> Records for processing
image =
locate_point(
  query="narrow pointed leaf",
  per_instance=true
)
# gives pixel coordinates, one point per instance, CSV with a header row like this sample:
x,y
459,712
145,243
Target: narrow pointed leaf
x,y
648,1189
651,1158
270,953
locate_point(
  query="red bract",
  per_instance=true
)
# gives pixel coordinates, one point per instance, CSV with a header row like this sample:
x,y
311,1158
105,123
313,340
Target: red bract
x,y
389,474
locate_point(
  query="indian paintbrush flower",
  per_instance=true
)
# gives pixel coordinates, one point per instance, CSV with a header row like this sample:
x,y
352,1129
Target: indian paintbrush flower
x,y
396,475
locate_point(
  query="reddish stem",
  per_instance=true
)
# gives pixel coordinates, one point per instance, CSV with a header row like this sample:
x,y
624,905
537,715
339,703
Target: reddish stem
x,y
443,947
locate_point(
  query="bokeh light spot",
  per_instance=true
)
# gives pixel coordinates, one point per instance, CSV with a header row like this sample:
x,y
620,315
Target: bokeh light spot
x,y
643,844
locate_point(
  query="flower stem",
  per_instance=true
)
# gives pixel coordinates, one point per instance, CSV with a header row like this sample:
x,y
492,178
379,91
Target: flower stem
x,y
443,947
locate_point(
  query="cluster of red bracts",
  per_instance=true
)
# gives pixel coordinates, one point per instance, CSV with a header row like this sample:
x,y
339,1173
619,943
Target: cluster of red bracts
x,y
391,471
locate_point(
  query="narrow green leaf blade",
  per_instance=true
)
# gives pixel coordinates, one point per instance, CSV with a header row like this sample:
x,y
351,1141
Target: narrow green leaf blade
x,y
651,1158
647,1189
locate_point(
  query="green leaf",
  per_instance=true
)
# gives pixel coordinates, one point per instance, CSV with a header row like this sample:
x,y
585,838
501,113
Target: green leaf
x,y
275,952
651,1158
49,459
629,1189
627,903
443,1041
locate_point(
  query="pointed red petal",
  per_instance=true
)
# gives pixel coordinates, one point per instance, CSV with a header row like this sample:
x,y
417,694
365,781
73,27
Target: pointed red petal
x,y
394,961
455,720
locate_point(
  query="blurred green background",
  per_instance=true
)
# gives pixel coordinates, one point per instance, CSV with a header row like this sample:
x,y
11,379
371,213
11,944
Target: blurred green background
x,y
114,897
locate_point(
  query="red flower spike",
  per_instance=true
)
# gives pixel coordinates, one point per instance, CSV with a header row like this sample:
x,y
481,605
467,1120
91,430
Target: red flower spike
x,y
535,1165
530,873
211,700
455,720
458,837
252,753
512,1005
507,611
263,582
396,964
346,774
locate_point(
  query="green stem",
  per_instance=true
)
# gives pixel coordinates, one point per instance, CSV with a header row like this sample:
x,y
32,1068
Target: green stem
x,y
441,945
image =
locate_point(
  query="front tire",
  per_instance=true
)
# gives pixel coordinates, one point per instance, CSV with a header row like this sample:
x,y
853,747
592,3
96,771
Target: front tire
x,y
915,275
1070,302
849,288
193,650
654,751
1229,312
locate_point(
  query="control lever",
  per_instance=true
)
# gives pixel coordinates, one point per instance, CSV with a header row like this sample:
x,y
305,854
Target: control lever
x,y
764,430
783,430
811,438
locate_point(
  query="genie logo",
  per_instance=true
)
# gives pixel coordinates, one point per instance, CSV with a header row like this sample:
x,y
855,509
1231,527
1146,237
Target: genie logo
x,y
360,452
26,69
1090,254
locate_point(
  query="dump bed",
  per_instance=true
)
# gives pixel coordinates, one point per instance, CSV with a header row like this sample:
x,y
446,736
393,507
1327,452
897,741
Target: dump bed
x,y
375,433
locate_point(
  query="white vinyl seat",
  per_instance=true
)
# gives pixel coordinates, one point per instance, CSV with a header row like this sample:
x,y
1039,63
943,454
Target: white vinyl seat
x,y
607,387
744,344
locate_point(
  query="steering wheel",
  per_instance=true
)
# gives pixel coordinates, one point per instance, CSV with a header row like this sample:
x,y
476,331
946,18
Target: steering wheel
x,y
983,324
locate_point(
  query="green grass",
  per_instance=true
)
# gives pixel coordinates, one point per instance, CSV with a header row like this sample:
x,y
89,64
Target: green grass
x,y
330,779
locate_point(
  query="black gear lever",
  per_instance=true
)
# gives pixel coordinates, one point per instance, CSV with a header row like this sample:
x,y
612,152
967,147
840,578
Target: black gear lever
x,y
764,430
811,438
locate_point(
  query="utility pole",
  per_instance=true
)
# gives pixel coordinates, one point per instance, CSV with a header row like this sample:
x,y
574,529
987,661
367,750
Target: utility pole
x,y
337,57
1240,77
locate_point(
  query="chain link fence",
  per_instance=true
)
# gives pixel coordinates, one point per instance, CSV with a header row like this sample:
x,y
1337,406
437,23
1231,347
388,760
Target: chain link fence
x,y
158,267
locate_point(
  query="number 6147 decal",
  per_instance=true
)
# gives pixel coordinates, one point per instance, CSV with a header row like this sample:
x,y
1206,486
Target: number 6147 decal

> What you need to do
Using the listing above, pick out each line that contains the word "decal", then copy it.

> Reply
  query="number 6147 decal",
Target: number 6147 decal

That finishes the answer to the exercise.